Format the lines of the entries below as a JSON list of strings, one string per line with blank lines omitted, starting at the line that contains "task: instance_segmentation" and ending at the line that contains "242 225 L 249", both included. Cover only those lines.

-- start of INFORMATION SHOWN --

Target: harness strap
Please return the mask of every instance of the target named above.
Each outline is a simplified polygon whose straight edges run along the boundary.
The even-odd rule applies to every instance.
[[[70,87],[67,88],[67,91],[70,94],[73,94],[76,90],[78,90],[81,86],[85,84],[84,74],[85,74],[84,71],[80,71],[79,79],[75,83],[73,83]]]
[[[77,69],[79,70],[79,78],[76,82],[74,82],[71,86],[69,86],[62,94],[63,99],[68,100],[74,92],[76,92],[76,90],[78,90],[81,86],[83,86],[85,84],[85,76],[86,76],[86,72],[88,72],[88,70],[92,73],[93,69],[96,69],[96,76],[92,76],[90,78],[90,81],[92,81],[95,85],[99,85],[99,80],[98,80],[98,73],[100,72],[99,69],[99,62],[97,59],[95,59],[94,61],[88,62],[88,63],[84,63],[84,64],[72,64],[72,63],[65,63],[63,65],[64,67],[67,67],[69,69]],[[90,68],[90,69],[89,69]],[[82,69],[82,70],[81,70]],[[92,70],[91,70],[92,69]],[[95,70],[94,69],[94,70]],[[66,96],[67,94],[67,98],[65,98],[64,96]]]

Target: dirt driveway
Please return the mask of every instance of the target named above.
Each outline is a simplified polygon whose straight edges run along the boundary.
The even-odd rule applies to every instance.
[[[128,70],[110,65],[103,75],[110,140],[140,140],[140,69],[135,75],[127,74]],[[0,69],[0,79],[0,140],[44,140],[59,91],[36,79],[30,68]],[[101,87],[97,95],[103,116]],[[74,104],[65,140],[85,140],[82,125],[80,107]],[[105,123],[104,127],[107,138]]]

-- end of INFORMATION SHOWN --
-- start of INFORMATION SHOWN --

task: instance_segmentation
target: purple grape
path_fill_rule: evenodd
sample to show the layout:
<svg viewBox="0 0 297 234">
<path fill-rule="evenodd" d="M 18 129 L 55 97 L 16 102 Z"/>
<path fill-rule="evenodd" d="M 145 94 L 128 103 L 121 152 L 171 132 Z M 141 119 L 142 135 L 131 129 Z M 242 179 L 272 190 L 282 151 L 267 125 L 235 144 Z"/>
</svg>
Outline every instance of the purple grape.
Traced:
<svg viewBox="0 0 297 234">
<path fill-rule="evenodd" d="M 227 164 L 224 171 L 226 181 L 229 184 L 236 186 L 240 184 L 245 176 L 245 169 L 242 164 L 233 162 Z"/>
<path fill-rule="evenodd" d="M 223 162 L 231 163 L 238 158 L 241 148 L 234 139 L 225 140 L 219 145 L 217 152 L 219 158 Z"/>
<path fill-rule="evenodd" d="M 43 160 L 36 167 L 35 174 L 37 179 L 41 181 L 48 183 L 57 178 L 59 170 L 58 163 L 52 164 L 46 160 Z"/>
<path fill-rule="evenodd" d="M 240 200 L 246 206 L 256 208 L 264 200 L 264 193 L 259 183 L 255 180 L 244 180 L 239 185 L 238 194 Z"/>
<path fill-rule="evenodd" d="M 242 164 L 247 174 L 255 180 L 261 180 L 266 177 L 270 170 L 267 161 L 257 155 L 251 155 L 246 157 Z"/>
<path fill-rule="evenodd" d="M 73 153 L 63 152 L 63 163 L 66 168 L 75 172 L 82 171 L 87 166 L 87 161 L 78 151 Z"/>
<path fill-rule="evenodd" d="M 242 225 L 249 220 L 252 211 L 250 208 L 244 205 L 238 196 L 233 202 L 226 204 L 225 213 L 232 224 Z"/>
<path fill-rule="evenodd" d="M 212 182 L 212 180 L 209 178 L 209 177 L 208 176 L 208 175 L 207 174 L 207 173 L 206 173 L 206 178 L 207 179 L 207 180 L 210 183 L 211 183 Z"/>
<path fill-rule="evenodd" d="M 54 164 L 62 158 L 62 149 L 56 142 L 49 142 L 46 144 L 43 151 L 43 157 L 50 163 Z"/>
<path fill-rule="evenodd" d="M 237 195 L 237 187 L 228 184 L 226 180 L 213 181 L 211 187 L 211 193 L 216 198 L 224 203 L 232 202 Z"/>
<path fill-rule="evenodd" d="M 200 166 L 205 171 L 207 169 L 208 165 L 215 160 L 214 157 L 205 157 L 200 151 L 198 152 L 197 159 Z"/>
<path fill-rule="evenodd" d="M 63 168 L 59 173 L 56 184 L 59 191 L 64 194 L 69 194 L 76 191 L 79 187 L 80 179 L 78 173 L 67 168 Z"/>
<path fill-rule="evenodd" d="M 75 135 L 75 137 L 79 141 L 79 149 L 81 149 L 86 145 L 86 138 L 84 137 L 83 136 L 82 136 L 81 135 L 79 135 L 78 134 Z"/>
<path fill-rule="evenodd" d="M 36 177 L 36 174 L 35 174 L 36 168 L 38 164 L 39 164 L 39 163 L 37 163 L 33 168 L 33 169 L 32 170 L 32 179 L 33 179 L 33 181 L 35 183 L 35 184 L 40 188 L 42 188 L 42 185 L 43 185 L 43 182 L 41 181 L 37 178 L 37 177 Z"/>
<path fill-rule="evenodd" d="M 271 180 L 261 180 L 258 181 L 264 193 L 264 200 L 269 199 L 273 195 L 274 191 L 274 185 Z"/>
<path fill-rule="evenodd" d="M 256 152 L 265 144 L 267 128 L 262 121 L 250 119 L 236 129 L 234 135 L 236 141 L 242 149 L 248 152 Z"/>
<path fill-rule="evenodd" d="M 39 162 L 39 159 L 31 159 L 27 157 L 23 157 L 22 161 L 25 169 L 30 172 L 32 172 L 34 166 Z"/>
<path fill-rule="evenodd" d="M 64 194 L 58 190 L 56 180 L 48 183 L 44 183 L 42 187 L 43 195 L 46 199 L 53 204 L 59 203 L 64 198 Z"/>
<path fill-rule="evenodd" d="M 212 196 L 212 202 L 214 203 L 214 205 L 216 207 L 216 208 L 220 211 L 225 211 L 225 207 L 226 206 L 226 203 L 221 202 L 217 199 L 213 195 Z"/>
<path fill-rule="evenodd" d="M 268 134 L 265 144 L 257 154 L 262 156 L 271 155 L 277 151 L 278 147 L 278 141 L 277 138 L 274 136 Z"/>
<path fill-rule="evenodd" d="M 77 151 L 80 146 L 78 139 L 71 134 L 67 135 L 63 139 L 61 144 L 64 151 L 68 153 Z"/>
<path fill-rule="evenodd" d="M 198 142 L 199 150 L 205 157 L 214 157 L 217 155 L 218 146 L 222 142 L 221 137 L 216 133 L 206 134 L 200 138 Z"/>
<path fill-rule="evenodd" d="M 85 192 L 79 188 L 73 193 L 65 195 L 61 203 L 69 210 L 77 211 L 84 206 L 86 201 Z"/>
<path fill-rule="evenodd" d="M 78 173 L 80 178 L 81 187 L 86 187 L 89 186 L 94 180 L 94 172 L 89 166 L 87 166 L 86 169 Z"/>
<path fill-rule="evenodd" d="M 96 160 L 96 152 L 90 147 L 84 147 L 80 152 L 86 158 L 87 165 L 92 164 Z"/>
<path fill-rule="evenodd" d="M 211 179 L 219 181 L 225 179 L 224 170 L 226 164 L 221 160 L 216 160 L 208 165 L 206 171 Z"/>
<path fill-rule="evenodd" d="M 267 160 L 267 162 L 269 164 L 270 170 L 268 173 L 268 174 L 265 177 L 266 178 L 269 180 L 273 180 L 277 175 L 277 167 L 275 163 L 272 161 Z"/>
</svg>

-- end of INFORMATION SHOWN --

#### [EXERCISE OUTPUT]
[
  "task: instance_segmentation",
  "target: purple grape",
  "path_fill_rule: evenodd",
  "sample to show the layout:",
  "<svg viewBox=\"0 0 297 234\">",
  "<path fill-rule=\"evenodd\" d=\"M 18 129 L 55 97 L 16 102 Z\"/>",
  "<path fill-rule=\"evenodd\" d=\"M 145 94 L 128 103 L 121 152 L 171 132 Z M 141 119 L 142 135 L 131 129 Z M 242 179 L 272 190 L 282 151 L 267 125 L 235 144 Z\"/>",
  "</svg>",
  "Outline every instance of the purple grape.",
  "Traced:",
  "<svg viewBox=\"0 0 297 234\">",
  "<path fill-rule=\"evenodd\" d=\"M 227 164 L 224 171 L 226 181 L 229 184 L 236 186 L 240 184 L 245 176 L 245 169 L 242 164 L 233 162 Z\"/>",
  "<path fill-rule=\"evenodd\" d=\"M 223 162 L 231 163 L 238 158 L 241 148 L 234 139 L 225 140 L 219 145 L 217 152 L 219 158 Z\"/>",
  "<path fill-rule=\"evenodd\" d=\"M 43 160 L 36 167 L 35 174 L 37 179 L 41 181 L 48 183 L 57 178 L 59 170 L 58 163 L 52 164 L 46 160 Z\"/>",
  "<path fill-rule=\"evenodd\" d=\"M 240 200 L 246 206 L 256 208 L 264 200 L 264 193 L 259 183 L 255 180 L 244 180 L 239 185 L 238 194 Z\"/>",
  "<path fill-rule=\"evenodd\" d=\"M 242 164 L 247 174 L 255 180 L 261 180 L 266 177 L 270 170 L 267 161 L 257 155 L 251 155 L 246 157 Z\"/>",
  "<path fill-rule=\"evenodd\" d=\"M 73 153 L 63 152 L 63 163 L 66 168 L 75 172 L 82 171 L 87 166 L 87 161 L 78 151 Z\"/>",
  "<path fill-rule=\"evenodd\" d=\"M 242 225 L 249 220 L 252 211 L 250 208 L 244 205 L 238 196 L 233 202 L 226 204 L 225 213 L 232 224 Z\"/>"
]